ENTRIES -
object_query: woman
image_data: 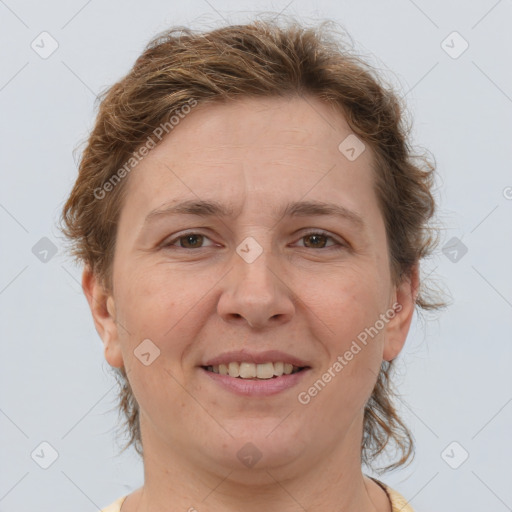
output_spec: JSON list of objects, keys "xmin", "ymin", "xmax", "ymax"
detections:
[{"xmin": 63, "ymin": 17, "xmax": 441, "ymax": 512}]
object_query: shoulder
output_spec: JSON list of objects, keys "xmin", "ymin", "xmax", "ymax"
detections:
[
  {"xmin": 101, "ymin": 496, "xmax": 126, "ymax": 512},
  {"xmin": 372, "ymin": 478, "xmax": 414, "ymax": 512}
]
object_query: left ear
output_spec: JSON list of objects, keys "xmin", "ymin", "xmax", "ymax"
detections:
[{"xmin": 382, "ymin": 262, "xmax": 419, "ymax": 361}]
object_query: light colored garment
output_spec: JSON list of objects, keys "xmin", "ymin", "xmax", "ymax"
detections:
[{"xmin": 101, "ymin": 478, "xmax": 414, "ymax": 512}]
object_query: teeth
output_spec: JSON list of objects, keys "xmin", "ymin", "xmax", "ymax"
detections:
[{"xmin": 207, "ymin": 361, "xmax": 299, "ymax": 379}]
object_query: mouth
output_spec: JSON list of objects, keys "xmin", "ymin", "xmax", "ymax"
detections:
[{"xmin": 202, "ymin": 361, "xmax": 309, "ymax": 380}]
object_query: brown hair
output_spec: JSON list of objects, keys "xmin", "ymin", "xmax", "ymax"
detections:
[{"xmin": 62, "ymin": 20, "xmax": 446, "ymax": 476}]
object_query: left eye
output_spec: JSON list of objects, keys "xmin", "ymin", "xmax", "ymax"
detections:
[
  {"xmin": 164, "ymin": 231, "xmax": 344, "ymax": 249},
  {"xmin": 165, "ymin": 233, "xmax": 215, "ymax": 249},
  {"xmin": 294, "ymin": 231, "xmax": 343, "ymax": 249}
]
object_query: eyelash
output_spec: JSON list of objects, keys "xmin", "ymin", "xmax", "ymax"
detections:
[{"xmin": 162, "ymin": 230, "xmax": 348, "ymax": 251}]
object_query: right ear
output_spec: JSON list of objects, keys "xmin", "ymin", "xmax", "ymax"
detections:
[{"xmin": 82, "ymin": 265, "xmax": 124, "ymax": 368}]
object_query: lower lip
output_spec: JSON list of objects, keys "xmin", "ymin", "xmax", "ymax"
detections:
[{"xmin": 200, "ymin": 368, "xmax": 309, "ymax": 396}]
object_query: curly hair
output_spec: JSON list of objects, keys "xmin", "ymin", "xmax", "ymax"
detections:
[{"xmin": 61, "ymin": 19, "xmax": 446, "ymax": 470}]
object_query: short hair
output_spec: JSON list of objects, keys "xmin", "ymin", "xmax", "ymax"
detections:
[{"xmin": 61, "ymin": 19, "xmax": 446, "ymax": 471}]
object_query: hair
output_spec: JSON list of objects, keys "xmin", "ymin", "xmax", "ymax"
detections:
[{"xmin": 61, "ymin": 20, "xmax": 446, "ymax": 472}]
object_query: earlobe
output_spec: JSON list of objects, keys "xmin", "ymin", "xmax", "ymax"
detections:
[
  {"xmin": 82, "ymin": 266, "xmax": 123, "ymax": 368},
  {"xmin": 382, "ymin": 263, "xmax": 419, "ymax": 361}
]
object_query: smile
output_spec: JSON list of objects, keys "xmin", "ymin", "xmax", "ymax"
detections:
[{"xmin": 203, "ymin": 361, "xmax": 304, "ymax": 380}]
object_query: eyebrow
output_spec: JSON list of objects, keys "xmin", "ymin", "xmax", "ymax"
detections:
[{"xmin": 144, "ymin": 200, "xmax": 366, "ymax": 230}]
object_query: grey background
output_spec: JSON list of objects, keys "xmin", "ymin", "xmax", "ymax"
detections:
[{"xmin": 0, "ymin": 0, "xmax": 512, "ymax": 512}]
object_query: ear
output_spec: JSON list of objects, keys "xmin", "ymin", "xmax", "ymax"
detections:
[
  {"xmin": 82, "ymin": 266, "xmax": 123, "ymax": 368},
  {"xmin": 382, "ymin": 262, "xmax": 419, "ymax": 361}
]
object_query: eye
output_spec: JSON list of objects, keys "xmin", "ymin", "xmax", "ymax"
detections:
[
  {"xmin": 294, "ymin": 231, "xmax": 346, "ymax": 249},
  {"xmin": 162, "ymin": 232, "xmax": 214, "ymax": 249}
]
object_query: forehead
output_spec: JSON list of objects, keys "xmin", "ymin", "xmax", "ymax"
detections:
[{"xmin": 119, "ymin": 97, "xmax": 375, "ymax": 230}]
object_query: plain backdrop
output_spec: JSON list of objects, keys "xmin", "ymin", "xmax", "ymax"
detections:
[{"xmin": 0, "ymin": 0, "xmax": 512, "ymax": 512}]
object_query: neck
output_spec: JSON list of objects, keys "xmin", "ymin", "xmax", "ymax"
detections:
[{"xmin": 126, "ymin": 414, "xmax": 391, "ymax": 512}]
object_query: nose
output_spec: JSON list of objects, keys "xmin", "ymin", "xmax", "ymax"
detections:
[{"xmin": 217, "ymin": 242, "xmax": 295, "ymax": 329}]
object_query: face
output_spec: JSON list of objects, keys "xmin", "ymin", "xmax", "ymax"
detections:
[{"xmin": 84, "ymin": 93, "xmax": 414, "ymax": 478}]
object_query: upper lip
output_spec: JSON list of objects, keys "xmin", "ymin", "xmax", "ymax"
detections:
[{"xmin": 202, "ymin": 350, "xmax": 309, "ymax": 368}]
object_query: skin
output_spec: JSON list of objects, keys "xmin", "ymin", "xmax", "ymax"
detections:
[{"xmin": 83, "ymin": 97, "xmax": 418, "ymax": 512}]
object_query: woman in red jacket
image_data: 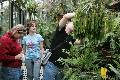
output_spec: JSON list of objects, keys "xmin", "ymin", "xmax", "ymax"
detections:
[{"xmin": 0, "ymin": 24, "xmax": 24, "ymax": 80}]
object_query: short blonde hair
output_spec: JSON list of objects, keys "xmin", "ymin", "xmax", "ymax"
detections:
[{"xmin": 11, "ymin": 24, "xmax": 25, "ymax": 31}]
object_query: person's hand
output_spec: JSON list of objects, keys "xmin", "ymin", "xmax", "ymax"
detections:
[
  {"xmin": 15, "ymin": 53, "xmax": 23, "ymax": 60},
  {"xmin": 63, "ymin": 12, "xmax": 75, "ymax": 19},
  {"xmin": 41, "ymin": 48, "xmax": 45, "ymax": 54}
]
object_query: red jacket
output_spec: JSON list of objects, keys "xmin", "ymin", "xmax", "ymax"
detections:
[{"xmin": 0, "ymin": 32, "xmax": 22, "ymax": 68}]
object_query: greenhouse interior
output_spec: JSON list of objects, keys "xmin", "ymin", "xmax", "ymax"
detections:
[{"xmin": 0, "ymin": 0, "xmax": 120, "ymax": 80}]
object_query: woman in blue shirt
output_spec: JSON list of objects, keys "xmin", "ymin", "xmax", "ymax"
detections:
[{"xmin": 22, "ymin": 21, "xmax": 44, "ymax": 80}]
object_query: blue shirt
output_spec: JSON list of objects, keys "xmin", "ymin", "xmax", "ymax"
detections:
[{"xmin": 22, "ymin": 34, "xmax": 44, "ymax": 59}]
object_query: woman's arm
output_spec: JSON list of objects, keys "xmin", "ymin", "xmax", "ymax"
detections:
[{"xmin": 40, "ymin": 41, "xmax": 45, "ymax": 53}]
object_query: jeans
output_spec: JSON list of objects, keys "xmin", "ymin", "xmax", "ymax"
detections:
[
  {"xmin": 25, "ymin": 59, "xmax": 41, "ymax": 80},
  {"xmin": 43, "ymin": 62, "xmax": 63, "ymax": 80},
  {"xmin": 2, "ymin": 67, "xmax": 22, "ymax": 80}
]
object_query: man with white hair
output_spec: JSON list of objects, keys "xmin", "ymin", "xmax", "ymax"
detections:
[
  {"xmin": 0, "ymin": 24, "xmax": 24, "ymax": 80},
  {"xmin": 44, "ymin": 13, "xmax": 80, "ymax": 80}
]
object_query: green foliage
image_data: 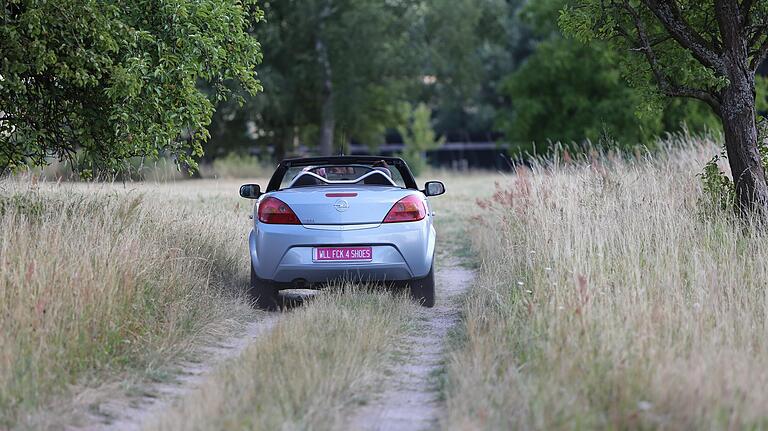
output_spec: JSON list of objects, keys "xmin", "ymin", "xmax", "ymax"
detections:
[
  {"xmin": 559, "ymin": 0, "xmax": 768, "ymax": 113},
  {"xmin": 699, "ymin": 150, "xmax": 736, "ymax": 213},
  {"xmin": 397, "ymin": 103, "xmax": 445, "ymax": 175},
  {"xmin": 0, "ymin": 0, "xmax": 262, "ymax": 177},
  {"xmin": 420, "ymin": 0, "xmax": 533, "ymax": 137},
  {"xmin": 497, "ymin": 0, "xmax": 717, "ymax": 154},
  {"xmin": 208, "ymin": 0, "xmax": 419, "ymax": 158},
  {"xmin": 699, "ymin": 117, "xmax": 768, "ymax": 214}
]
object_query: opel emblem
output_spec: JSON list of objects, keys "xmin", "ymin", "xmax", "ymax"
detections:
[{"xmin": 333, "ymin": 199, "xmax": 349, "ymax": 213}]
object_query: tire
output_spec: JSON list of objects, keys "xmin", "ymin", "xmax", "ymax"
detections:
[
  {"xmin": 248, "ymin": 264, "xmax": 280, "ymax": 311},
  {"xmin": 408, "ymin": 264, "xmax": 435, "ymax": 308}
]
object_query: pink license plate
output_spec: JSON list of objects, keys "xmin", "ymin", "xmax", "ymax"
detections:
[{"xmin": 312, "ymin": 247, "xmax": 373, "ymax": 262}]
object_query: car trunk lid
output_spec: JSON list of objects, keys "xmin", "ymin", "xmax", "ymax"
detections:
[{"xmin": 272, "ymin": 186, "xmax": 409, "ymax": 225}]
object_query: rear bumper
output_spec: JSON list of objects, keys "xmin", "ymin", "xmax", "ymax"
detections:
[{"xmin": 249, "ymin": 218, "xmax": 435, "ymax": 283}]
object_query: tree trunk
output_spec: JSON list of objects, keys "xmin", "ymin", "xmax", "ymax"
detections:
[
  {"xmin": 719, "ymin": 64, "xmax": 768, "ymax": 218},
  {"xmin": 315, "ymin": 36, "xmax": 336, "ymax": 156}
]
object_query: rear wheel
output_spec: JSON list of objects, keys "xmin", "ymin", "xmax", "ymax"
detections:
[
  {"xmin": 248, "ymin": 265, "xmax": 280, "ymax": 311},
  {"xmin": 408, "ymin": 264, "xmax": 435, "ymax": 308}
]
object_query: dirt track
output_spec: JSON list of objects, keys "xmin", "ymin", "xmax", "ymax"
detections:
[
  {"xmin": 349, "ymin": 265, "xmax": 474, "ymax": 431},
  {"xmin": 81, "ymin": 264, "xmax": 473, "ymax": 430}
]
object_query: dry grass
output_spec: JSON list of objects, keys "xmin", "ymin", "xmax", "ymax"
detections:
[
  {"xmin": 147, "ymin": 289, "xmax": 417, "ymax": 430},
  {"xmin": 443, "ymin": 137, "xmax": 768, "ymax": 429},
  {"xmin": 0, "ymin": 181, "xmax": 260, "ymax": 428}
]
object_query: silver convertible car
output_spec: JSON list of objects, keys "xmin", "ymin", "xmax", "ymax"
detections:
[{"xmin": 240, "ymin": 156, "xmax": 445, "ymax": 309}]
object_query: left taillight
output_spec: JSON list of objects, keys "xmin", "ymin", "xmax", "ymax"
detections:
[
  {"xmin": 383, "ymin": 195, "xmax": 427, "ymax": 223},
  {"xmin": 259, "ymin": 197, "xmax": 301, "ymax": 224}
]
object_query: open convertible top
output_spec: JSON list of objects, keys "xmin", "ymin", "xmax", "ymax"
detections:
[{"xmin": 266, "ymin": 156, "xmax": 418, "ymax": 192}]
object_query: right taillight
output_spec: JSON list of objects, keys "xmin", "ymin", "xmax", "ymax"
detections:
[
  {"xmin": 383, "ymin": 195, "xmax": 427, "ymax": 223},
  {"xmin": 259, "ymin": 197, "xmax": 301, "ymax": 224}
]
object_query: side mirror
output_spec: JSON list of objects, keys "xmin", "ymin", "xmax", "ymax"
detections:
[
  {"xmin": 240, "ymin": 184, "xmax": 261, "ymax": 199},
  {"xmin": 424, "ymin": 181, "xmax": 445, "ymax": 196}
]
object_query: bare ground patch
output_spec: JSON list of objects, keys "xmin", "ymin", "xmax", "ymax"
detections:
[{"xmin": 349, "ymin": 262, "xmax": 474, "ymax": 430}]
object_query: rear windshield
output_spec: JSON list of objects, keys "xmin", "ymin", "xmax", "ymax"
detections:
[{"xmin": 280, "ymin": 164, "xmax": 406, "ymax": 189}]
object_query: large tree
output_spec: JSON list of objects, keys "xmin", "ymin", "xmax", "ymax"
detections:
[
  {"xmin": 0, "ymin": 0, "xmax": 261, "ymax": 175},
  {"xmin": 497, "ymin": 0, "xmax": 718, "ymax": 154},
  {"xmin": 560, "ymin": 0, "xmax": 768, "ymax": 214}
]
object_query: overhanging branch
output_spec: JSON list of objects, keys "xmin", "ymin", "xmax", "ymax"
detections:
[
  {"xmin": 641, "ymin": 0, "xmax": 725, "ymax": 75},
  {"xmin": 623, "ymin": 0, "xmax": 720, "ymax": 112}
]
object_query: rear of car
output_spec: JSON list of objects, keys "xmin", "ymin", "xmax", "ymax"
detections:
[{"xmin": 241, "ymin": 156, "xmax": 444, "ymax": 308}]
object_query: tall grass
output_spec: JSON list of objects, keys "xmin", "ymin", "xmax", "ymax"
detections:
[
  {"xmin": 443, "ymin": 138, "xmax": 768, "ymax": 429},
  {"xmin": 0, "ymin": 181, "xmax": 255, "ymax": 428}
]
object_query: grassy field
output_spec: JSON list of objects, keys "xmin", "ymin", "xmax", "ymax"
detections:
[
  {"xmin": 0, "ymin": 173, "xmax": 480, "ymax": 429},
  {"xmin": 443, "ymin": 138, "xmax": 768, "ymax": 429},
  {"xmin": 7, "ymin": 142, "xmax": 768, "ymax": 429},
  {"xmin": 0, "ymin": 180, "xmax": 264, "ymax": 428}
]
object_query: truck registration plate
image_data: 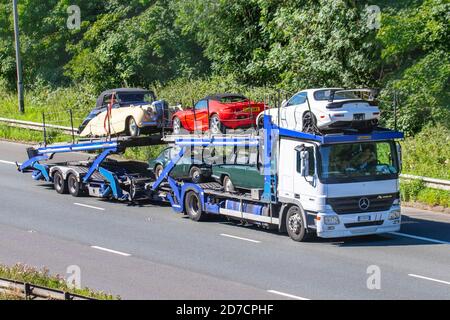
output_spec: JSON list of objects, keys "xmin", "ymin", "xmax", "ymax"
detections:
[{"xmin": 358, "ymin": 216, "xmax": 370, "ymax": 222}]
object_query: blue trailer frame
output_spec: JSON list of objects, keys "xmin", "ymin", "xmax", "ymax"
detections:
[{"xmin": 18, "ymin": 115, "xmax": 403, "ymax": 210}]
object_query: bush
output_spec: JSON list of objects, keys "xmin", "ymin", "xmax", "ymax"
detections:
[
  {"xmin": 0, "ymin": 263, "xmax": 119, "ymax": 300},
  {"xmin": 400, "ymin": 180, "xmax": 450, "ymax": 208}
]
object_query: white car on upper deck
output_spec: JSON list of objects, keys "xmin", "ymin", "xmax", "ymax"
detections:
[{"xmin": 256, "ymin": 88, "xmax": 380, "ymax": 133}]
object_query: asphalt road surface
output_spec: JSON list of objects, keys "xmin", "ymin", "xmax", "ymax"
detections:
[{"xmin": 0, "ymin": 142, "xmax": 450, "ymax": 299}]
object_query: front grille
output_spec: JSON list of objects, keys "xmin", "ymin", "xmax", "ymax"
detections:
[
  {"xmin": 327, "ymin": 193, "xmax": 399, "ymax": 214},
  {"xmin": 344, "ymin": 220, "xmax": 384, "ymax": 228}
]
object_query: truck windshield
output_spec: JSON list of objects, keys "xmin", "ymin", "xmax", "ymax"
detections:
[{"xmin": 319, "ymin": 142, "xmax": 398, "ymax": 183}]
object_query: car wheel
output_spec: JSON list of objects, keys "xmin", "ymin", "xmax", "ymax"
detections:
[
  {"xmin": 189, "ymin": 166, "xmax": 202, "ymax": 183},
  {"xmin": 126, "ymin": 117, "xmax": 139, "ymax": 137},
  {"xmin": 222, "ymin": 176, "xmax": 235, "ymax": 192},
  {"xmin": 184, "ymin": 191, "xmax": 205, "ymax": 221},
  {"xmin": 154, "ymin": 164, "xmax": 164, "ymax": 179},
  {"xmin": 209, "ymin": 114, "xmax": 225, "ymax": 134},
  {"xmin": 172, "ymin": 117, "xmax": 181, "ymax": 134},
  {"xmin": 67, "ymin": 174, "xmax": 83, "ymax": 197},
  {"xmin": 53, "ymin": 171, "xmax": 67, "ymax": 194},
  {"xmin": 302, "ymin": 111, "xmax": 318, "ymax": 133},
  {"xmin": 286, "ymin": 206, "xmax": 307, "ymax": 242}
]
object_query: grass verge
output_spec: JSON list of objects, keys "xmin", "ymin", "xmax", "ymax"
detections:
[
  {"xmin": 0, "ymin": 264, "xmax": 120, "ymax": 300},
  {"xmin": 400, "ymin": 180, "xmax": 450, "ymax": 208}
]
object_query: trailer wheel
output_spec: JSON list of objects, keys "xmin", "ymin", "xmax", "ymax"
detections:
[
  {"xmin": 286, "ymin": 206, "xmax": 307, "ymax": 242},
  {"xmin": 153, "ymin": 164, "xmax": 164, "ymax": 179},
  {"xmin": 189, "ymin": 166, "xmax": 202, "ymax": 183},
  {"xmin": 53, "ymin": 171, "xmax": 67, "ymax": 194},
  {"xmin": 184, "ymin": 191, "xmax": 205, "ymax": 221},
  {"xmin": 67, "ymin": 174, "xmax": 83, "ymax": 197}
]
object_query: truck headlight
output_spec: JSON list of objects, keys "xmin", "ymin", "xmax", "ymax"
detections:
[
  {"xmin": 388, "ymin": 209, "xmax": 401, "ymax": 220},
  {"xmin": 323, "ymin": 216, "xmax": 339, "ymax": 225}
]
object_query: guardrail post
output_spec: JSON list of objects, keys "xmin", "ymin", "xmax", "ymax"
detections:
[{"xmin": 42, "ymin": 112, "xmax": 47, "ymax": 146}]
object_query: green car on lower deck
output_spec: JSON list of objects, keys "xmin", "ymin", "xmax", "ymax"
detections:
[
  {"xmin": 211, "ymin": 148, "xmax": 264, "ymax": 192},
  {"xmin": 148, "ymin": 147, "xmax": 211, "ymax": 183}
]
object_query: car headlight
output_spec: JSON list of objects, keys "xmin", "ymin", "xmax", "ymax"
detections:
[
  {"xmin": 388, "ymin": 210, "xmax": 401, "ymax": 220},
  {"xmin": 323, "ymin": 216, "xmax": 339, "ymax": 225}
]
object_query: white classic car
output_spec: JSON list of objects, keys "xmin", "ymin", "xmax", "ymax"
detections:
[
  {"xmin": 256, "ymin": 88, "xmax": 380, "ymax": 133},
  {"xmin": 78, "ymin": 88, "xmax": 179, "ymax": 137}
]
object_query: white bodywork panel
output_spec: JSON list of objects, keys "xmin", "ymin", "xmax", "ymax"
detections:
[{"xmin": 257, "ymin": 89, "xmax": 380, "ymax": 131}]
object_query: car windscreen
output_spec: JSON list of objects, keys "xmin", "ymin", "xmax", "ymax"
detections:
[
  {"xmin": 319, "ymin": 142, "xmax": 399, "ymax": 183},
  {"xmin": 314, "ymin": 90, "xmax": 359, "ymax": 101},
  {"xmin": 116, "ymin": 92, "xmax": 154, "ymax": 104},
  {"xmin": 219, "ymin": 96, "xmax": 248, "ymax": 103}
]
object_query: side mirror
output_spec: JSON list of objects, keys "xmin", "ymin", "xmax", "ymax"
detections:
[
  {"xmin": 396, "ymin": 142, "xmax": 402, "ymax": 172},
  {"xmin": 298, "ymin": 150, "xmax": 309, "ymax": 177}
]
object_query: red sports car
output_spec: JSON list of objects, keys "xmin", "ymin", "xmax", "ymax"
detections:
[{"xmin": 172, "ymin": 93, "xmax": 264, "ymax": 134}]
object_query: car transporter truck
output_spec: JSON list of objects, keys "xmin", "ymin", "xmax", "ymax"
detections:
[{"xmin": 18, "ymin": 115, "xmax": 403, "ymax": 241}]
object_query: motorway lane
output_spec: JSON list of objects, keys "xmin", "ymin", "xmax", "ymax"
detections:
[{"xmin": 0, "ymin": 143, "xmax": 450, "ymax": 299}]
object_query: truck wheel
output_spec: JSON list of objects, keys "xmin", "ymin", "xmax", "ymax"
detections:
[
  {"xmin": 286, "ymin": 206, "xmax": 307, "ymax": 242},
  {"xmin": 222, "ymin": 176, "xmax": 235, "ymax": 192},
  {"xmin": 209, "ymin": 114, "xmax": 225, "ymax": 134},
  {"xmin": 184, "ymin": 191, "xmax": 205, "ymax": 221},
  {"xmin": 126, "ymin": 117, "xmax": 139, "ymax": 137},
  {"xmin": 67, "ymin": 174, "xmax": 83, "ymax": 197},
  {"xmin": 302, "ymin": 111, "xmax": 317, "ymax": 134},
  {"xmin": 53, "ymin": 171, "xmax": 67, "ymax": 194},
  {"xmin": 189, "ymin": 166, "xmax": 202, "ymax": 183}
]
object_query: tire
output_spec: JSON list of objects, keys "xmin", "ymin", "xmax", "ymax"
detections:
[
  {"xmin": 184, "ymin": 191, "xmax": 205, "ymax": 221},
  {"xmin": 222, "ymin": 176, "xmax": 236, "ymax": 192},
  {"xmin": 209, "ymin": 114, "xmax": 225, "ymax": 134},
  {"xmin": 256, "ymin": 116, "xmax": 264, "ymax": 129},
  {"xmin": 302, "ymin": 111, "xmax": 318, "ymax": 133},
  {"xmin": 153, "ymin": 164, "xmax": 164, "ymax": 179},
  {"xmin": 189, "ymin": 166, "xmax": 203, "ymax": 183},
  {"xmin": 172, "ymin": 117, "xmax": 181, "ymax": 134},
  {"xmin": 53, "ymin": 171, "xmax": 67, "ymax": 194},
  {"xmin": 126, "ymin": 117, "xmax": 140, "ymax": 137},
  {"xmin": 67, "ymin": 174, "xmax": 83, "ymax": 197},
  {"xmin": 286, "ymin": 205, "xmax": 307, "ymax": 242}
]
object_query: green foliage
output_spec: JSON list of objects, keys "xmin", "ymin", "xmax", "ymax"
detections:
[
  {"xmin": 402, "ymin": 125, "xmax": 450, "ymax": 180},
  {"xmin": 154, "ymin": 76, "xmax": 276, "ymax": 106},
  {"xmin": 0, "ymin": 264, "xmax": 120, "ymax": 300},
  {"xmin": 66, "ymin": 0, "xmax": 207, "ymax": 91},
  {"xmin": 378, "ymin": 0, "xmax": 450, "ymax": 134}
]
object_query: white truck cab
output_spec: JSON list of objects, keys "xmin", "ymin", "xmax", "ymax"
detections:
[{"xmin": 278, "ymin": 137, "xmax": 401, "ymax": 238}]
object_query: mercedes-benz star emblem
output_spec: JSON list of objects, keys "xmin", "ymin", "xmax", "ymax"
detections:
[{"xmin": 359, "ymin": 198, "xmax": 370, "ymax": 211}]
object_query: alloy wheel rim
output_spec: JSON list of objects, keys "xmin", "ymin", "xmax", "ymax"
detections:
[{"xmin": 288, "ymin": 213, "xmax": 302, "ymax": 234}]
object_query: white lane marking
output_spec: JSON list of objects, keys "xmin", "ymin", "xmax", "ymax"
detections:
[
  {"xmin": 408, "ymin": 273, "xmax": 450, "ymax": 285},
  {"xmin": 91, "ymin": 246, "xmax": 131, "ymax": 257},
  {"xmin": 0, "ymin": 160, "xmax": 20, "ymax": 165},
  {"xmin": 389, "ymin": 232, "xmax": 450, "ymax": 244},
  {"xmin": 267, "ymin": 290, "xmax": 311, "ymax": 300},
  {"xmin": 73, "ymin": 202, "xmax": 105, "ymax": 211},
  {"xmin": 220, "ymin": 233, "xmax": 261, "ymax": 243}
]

WHAT TO PRODUCE -
Please quote nothing but the lines from the line with "object_query: white truck cab" through the end of the data above, exactly as written, ends included.

FINAL RESULT -
object_query: white truck cab
output_spec: JSON list of objects, keys "xmin", "ymin", "xmax", "ymax"
detections:
[{"xmin": 278, "ymin": 137, "xmax": 401, "ymax": 238}]
object_query: mercedes-benz star emblem
output_spec: JSON list of objects, keys "xmin", "ymin", "xmax", "ymax"
detections:
[{"xmin": 359, "ymin": 198, "xmax": 370, "ymax": 211}]
object_query: alloy wheel rim
output_spec: JSON list of objects, keys "xmin", "ymin", "xmax", "ymax"
detections:
[{"xmin": 288, "ymin": 213, "xmax": 302, "ymax": 234}]
object_query: white lane marking
output_spec: JSON list of objects, keys "xmin", "ymin", "xmax", "ymax"
detections:
[
  {"xmin": 408, "ymin": 273, "xmax": 450, "ymax": 285},
  {"xmin": 91, "ymin": 246, "xmax": 131, "ymax": 257},
  {"xmin": 0, "ymin": 160, "xmax": 20, "ymax": 165},
  {"xmin": 389, "ymin": 232, "xmax": 450, "ymax": 244},
  {"xmin": 267, "ymin": 290, "xmax": 311, "ymax": 300},
  {"xmin": 73, "ymin": 202, "xmax": 105, "ymax": 211},
  {"xmin": 220, "ymin": 233, "xmax": 261, "ymax": 243}
]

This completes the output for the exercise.